WHAT THE TASK ASKS =>
Write out the listing below exactly, and omit any images you find in it.

THE DATA =>
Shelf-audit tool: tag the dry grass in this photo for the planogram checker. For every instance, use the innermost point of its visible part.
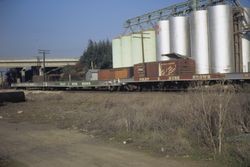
(166, 123)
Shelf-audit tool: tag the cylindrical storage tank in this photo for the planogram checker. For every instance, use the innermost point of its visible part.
(199, 41)
(220, 22)
(126, 51)
(136, 48)
(246, 42)
(179, 35)
(163, 40)
(149, 43)
(117, 53)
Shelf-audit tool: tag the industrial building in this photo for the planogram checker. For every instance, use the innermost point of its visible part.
(215, 33)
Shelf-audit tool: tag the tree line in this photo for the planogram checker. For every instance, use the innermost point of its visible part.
(97, 55)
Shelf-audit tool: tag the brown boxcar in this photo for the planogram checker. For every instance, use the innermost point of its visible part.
(123, 73)
(105, 75)
(146, 70)
(139, 71)
(177, 67)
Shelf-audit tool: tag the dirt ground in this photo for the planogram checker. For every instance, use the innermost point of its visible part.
(29, 137)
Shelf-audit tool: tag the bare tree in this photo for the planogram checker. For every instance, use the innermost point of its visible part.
(210, 106)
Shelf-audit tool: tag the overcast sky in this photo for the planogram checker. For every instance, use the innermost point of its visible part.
(65, 26)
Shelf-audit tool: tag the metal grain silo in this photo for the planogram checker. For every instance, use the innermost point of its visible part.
(163, 40)
(246, 41)
(199, 41)
(149, 40)
(179, 35)
(126, 51)
(220, 22)
(117, 53)
(136, 48)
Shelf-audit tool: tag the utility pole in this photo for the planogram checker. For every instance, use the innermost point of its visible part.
(44, 52)
(1, 76)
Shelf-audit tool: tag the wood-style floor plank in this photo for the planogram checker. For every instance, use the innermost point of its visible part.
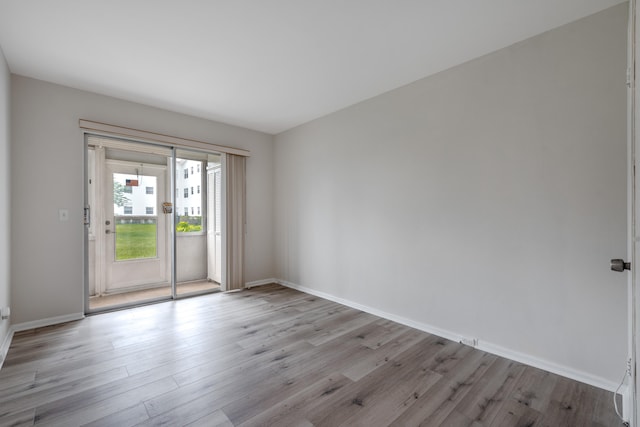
(273, 356)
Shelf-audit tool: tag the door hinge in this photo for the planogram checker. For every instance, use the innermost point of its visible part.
(87, 216)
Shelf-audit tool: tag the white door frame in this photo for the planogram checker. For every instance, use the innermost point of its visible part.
(633, 145)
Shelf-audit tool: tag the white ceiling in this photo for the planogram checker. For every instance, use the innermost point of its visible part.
(268, 65)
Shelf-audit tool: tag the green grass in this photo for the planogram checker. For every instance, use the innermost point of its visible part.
(135, 241)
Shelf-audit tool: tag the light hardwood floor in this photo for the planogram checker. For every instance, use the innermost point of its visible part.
(272, 356)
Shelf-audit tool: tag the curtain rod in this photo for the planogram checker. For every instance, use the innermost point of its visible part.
(158, 137)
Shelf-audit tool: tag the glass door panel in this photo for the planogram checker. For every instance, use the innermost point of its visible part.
(194, 218)
(129, 236)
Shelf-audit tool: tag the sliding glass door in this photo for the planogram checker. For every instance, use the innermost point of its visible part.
(153, 223)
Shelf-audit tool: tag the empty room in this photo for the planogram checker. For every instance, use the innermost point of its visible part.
(323, 213)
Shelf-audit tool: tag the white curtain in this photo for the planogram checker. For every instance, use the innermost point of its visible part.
(236, 220)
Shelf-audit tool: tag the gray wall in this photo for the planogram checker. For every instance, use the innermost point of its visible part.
(5, 174)
(47, 164)
(484, 201)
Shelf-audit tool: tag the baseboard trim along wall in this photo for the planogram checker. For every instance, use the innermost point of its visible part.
(260, 283)
(49, 321)
(4, 348)
(526, 359)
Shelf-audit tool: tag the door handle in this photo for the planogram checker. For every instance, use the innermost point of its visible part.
(620, 265)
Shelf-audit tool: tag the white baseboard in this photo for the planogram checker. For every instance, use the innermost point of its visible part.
(526, 359)
(4, 348)
(47, 322)
(260, 283)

THE COMPLETED TASK =>
Shelf-audit tool: tag the dry grass in this photo for the planogram checker. For every instance, use the innermost point of its visible part.
(166, 123)
Shelf-audit tool: tag the cylindrical storage tank in this photo for the planogram checker. For every instance, use the innermost point of its visible part.
(199, 41)
(220, 22)
(126, 51)
(136, 48)
(246, 42)
(179, 35)
(163, 40)
(149, 43)
(117, 53)
Shelf-audit tool: tag the industrial building in this photo for the planogram checker. For every instance, use the innermost point of its visible part.
(215, 33)
Shelf-audit tool: tag the tree line in this photo for the planogram checker. For every instance, use the innermost point of its visible part.
(97, 55)
Shelf-audit tool: tag the brown boxcar in this photo for the planogram checker. For every instance, use the innermost point of its visible part.
(123, 73)
(105, 75)
(146, 70)
(139, 71)
(177, 67)
Shelf-audit tool: tag the dirt ground in this photo for the planogram checker. For every instance, use the innermost point of its visible part.
(29, 137)
Shelf-audit tool: tag the bare tree in this photo for the planogram checker. For every instance, use the innermost point of its visible part.
(210, 106)
Shelf-audit tool: tag the overcast sky in this photo for the planogram checker. For every instance, use the innermost point of its visible part.
(65, 26)
Shelf-audit tool: tag the metal grain silo in this photo for the planogram checker. For every instance, use the innermost point of its visible part.
(163, 40)
(246, 41)
(199, 41)
(149, 40)
(179, 35)
(126, 51)
(220, 22)
(117, 53)
(136, 48)
Shelf-audit tool: tag the utility pole in this photo for the planogram checker. For every instance, use the innermost point of its visible part.
(44, 52)
(1, 76)
Shelf-audit tool: tag the wood-style floor plank in this photo for the planogram checker. For every instance, use the innermost point of its visible part.
(273, 356)
Shelf-audit tool: tag the door hinge in this photo for the planogram checker. For every instance, use the innermost point of its visible part.
(87, 216)
Shelf-audit tool: tag the white door frame in this photo for the planogram checker. For every instance, use the innermost point of its visible part.
(633, 145)
Shelf-audit tool: tag the white ceiling in this photo for the planogram checker. For every instance, use the innermost point of its visible part.
(268, 65)
Shelf-audit tool: tag the green grass in this photo for the planogram checker. For every instance, use the innermost point of its visible part.
(135, 241)
Shelf-audit tool: tag the light hardwood floor in this photo for the planogram checker. For every instance, use the innermost point of its visible part.
(272, 356)
Shelf-audit tool: tag the curtain rod in this photo for the planogram checker. For every instance, use the innermost point of its visible part.
(158, 137)
Shelf-audit tool: tag the glass door panel in this photo for the planogram checker. For every instance, use the innermost point of its visible part.
(194, 218)
(129, 236)
Shelf-audit tool: tag the sliding glass door in this photo for the planogram checker. For every instance, use the innermost point of its visible part.
(153, 223)
Shelf-audit tool: tag the empty room in this photo for the planogram checker. For every instance, use the innermost point of its visible part.
(323, 213)
Shelf-audit tool: tag the white curtain in this photo for the planogram checker. For every instance, use the innermost point of its visible part.
(236, 220)
Shelf-audit tool: tag the gray wall in this photo for the planogram checker. For every instance, use the innermost point of its visible part.
(5, 174)
(47, 164)
(484, 201)
Shelf-audit tool: tag the baseboard trim along wall in this photo for the planogram checker. For every instance, use the innermost point of its visible part.
(260, 283)
(49, 321)
(4, 348)
(526, 359)
Shelf-audit tool: tag the door handle in this photo for the planogram checker. For every instance, use the innermost point of its visible part.
(620, 265)
Shelf-audit tool: tag the white baseboard in this photo for the planogram checker. For every instance, use the innermost point of its visible part.
(526, 359)
(4, 348)
(47, 322)
(260, 283)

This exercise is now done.